What the task asks
Please repeat word for word the passage of the Crown Paints health cash plan text that begins with "For Crown Paints, health" and ends after "and wellbeing offering.".

Document section
For Crown Paints, health cash plans are a historic benefit. Hannah Uttley finds out how the organisation mixes the plan into its overall health and wellbeing offering.
- Crown Paints are keen to support the growing demographic and provide benefits accordingly
- In a labour intensive industry it is not uncommon for employees to suffer from strain related injuries over time, so a health cash plan can help prevent long term absences
- With good scheme usage stats the firm believes it is clear the benefit is valued
Health cash plans have been a key part of Crown Paints' benefits package for over 20 years. It was a support mechanism initially introduced to assist employees with the rising costs associated with private and NHS medical and dental treatments.
Increasingly the employer realised the waiting times and expenses associated with other conditions such as back pain and other such musculoskeletal issues were a common theme.

[Extracted records]
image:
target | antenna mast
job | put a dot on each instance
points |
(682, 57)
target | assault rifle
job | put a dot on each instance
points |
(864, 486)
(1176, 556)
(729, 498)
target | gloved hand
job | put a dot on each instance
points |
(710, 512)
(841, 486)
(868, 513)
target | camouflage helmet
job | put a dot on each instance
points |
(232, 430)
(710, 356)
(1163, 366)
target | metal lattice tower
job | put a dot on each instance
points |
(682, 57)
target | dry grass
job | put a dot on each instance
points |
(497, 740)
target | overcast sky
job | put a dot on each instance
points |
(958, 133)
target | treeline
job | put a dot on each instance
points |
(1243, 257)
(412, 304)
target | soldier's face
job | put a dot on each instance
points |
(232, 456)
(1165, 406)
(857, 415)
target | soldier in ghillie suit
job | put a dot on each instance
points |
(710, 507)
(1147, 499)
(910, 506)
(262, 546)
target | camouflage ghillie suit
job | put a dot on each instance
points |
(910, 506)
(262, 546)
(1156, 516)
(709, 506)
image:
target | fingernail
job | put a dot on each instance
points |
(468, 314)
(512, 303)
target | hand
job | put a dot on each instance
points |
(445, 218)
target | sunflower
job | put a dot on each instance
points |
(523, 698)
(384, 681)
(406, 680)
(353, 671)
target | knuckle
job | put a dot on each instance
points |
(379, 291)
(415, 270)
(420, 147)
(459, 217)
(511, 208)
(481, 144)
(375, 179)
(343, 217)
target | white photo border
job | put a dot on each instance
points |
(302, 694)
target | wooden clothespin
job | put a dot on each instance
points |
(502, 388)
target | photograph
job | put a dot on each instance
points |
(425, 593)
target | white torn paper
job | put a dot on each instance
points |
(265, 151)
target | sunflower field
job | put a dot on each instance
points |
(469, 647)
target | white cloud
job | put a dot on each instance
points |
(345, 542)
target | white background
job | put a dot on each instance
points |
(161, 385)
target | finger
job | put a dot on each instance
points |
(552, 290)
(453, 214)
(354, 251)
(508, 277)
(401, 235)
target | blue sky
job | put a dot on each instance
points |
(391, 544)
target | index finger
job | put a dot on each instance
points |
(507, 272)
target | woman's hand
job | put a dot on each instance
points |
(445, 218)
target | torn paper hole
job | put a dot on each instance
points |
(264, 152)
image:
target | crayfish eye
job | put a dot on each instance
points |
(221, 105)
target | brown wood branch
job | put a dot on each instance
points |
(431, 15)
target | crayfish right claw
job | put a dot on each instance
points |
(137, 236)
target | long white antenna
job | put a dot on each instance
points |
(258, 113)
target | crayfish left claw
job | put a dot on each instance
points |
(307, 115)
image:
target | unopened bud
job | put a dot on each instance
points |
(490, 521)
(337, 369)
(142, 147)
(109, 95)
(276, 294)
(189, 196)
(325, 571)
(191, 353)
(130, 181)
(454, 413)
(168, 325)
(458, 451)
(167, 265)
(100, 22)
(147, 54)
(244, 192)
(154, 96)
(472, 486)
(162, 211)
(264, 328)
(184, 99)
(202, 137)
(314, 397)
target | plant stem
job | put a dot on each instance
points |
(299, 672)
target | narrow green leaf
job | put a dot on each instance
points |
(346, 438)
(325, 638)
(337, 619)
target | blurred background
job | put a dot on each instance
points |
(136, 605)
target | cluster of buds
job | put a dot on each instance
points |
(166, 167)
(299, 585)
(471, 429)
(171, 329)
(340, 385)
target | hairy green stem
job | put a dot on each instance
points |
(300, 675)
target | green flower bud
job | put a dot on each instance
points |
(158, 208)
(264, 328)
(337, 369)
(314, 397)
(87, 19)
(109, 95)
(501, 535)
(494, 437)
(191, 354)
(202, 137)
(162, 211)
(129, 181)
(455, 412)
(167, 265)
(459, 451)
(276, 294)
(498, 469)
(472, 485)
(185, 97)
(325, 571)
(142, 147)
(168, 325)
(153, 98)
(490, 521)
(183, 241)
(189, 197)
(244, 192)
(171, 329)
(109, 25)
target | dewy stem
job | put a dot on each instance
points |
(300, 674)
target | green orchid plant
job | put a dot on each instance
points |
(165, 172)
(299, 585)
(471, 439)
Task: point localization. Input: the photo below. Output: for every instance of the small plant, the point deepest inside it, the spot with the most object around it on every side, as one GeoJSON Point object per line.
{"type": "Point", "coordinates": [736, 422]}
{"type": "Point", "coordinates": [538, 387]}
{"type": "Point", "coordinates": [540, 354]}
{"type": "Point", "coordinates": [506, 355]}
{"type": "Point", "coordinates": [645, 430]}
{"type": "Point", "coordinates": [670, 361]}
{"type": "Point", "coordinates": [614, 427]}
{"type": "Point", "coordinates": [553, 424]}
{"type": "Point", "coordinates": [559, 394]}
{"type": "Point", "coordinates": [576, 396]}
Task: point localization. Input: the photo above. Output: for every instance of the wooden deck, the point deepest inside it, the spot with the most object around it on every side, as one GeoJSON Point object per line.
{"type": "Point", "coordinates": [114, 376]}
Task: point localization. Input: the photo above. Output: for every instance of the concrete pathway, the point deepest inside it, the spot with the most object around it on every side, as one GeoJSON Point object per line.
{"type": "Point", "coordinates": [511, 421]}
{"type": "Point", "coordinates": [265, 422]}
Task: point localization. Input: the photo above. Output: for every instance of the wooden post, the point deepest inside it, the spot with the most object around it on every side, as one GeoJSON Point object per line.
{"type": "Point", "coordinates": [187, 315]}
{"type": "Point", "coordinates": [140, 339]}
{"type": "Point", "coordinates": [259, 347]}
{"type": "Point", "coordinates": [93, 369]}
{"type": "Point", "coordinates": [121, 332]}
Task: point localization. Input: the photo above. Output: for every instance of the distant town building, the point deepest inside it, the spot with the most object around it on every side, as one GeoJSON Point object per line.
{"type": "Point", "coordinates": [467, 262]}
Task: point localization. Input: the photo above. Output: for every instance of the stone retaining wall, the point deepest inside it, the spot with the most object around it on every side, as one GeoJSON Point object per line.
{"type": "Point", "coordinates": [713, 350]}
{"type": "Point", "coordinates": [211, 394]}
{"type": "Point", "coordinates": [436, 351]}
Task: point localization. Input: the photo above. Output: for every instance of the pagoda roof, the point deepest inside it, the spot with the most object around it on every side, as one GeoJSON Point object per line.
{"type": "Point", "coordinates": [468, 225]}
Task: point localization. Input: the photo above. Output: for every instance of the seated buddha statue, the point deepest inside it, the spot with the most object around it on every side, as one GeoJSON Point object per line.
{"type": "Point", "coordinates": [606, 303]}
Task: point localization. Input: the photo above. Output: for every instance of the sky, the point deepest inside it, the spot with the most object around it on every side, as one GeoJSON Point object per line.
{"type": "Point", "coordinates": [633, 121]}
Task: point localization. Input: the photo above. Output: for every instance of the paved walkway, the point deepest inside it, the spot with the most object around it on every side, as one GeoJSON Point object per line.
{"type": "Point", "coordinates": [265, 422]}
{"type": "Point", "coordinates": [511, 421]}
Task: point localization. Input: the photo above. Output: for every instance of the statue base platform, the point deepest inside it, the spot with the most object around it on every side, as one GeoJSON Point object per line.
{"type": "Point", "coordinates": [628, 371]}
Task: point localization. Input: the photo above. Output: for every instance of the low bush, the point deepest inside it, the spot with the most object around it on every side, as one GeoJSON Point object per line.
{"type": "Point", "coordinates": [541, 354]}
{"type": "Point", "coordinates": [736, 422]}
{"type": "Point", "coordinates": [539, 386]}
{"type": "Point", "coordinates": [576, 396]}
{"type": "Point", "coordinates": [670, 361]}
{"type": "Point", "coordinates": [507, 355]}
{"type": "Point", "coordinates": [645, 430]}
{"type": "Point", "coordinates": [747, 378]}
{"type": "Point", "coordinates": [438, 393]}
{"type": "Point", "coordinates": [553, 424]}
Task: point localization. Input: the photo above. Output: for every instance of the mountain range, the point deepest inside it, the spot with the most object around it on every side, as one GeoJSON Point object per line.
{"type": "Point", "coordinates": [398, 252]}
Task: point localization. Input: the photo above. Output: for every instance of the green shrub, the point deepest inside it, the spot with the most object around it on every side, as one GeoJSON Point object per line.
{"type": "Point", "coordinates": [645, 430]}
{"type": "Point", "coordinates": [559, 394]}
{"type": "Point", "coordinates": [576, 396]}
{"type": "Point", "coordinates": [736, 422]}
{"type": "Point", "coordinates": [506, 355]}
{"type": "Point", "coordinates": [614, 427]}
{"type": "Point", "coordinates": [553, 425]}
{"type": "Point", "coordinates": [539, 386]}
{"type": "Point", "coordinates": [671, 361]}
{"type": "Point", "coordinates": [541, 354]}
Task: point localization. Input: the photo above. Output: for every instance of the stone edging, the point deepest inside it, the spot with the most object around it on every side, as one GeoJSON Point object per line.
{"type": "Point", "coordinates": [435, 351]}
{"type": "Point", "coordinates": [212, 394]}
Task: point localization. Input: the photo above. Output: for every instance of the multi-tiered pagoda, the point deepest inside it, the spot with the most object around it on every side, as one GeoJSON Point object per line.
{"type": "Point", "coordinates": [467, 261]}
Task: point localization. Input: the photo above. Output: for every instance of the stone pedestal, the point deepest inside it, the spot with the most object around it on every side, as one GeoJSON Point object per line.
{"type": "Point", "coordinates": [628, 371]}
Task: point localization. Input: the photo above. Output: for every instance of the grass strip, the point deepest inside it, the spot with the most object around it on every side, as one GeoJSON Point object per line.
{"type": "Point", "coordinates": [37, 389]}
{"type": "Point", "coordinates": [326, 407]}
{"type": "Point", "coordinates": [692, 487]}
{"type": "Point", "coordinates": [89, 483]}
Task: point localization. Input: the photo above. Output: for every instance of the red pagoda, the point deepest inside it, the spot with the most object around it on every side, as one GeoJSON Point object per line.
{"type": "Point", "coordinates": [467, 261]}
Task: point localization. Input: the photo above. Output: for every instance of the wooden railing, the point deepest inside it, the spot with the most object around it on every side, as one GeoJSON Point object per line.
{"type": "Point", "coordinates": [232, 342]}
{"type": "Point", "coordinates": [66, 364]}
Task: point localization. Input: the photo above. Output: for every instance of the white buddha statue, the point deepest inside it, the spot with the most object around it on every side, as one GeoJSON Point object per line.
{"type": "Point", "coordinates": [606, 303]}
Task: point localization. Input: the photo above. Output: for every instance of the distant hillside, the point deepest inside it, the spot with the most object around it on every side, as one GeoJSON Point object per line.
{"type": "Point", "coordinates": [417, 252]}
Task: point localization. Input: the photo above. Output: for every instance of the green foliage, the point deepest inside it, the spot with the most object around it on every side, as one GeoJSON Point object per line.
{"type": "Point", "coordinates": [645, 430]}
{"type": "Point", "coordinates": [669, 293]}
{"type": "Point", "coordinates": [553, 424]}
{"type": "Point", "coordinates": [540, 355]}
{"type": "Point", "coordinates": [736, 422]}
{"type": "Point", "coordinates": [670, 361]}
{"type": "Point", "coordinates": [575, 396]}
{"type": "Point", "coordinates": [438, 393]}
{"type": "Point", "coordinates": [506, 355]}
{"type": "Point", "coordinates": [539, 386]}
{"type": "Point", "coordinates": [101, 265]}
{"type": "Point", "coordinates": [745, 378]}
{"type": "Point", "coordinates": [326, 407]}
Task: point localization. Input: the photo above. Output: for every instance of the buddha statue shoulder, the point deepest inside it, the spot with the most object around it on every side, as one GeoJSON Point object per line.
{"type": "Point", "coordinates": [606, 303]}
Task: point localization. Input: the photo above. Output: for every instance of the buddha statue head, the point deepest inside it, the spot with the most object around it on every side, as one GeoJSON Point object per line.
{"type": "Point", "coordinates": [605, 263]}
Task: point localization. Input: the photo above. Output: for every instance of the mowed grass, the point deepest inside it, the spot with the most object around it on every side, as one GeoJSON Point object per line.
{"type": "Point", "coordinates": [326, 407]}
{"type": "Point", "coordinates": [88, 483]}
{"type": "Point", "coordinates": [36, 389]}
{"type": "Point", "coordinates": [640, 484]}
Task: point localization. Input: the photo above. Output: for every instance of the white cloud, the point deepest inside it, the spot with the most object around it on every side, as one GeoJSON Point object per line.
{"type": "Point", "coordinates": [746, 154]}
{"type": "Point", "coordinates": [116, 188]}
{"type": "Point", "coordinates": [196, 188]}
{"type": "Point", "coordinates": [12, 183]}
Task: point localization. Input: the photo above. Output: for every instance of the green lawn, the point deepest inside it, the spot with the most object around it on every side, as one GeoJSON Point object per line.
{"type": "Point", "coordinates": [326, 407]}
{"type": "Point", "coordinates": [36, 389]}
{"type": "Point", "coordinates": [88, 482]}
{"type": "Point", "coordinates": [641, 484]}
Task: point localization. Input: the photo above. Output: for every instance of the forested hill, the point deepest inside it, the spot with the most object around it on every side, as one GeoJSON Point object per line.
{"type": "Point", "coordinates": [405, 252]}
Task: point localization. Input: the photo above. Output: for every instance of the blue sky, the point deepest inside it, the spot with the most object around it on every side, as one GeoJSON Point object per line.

Task solution
For Crown Paints, health cash plans are a historic benefit. Hannah Uttley finds out how the organisation mixes the plan into its overall health and wellbeing offering.